Request
Transcribe the section of the text on the bat-and-ball problem between "These were still" and "just incredibly compelling.", inclusive.

Text provided
Computation warning: 'Be careful! Many people miss the following problem because they do not take the time to check their answer. Comprehension warning: 'Be careful! Many people miss the following problem because they read it too quickly and actually answer a different question than the one that was asked.'

These were still only mildly effective, with a correct solution jumping to 50% from 45%. People just really like the answer ‘ten cents’, it seems.

At this point they completely gave up and just flat out added “HINT: 10 cents is not the answer.” This worked reasonably well, though there was still a hard core of 13% who persisted in writing down ‘ten cents’.

That’s where they left it. At this point there’s not really any room to escalate beyond confiscating the respondents’ pens and prefilling in the answer ‘five cents’, and I worry that somebody would still try and scratch in ‘ten cents’ in their own blood. The wrong answer is just incredibly compelling.

So, what are people doing when they solve this problem?

Unfortunately, it’s hard to tell from the published literature (or at least what I found of it). What I’d really like is lots of transcripts of individuals talking through their problem solving process. The closest I found was this paper by Szaszi et al, who did carry out these sort of interview, but it doesn’t include any examples of individual responses. Instead, it gives a aggregated overview of types of responses, which doesn’t go into the kind of detail I’d like.

Still, the examples given for their response categories give a few clues. The categories are:

Correct answer, correct start. Example given: ‘I see. This is an equation. Thus if the ball equals to x, the bat equals to x plus 1… ’
Correct answer, incorrect start. Example: ‘I would say 10 cents… But this cannot be true as it does not sum up to €1.10...’
Incorrect answer, reflective, i.e. some effort was made to reconsider the answer given, even if it was ultimately incorrect. Example: ‘… but I’m not sure… If together they cost €1.10, and the bat costs €1 more than the ball… the solution should be 10 cents. I’m done.’
No reflection. Example: ‘Ok. I’m done.’

These demonstrate one way to reason your way to the correct answer (solve the simultaneous equations) and one way to be wrong (just blurt out the answer). They also demonstrate one way to recover from an incorrect solution (think about the answer you blurted out and see if it actually works). Still, it’s all rather abstract and high level.

How To Solve It

However, I did manage to stumble onto another source of insight. While researching the problem I came across this article from the online magazine of the Association for Psychological Science, which discusses a variant ‘Ford and Ferrari problem’. This is quite interesting in itself, but I was most excited by the comments section. Finally some examples of how the problem is solved in the wild!

The simplest ‘analytical’, ‘System 2’ solution is to rewrite the problem as two simultaneous linear equations and plug-and-chug your way to the correct answer. For example, writing $B$ for the bat and $b$ for the ball, we get the two equations

$B + b = 110$ , $B - b = 100$ ,

which we could then solve in various standard ways, e.g.

$2 B = 210$ , $B = 105$ ,

which then gives

$b = 110 - B = 5$ .

There are a couple of variants of this explained in the comments. It’s a very reliable way to tackle the problem: if you already know how to do this sort of rote method, there are no surprises. This sort of method would work for any similar problem involving linear equations.

Information given
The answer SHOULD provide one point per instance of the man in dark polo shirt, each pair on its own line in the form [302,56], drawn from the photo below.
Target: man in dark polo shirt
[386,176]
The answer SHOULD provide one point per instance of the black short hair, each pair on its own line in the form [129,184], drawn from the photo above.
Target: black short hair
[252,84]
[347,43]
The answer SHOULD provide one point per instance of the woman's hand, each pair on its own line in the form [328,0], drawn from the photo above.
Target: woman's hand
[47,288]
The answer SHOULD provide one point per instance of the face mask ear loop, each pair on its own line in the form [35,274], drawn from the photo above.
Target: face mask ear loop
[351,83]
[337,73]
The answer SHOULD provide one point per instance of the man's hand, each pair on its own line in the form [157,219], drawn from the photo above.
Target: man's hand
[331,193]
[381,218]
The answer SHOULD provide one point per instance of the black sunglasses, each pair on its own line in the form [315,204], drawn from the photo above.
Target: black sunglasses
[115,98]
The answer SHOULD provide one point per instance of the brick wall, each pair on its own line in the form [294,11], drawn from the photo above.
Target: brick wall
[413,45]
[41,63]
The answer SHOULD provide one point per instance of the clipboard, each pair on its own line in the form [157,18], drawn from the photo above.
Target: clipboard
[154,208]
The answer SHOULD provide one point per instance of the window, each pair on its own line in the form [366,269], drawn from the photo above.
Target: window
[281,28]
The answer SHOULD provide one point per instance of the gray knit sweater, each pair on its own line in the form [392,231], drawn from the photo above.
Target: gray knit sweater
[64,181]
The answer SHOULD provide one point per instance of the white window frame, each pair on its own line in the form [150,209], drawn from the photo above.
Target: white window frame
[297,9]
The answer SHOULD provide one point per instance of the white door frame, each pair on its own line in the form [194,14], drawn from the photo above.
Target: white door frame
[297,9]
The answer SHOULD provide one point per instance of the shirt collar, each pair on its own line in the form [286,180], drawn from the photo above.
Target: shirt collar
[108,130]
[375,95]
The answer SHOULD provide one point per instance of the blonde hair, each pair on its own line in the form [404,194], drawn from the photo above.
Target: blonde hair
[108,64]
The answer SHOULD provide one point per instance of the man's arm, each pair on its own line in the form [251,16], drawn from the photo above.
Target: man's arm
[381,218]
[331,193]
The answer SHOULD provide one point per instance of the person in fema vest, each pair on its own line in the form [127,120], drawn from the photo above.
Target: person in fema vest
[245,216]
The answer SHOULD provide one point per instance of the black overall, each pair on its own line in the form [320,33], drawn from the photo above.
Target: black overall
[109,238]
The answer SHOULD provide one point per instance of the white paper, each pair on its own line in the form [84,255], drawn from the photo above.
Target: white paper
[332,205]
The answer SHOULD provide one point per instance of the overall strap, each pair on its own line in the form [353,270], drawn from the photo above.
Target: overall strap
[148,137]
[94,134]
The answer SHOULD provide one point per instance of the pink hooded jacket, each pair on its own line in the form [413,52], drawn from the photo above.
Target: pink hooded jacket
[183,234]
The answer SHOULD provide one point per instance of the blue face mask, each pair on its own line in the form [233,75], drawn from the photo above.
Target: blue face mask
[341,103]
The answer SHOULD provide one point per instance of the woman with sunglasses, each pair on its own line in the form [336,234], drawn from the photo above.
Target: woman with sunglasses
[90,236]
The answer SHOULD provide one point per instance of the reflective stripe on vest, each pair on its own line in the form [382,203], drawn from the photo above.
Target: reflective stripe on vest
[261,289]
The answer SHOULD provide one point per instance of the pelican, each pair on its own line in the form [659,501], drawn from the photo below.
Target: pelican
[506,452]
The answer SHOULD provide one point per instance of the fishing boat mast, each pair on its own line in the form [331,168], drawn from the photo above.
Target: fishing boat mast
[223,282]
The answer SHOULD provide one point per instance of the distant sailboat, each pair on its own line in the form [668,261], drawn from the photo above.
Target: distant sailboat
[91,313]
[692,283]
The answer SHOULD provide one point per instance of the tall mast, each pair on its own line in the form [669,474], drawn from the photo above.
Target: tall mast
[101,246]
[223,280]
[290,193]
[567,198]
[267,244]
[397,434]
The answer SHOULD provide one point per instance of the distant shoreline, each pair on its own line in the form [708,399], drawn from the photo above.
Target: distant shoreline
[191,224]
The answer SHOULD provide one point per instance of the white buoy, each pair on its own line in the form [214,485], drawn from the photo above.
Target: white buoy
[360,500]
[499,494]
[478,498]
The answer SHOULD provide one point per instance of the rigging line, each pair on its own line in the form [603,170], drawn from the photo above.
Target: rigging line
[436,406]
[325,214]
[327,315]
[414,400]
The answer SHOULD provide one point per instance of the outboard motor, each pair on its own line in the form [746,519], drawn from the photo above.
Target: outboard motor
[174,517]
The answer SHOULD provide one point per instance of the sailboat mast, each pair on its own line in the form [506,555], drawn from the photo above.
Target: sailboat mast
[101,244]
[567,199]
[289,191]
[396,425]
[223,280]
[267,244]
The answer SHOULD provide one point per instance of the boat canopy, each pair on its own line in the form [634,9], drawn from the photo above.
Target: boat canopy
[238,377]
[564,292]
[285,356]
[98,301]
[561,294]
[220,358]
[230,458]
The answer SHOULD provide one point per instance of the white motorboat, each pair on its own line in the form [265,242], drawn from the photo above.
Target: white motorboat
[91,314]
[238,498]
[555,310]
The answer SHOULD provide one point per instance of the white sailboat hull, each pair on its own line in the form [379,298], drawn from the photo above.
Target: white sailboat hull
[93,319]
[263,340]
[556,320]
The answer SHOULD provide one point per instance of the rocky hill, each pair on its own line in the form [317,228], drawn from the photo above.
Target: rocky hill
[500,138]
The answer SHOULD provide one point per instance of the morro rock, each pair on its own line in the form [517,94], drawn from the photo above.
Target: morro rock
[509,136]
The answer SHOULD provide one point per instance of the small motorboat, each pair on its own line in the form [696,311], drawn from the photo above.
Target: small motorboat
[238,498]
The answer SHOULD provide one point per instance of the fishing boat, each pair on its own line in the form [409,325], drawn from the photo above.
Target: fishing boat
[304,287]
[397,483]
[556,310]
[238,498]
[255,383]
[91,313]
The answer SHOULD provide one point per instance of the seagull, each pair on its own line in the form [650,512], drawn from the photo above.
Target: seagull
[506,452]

The reply
These were still only mildly effective, with a correct solution jumping to 50% from 45%. People just really like the answer ‘ten cents’, it seems.

At this point they completely gave up and just flat out added “HINT: 10 cents is not the answer.” This worked reasonably well, though there was still a hard core of 13% who persisted in writing down ‘ten cents’.

That’s where they left it. At this point there’s not really any room to escalate beyond confiscating the respondents’ pens and prefilling in the answer ‘five cents’, and I worry that somebody would still try and scratch in ‘ten cents’ in their own blood. The wrong answer is just incredibly compelling.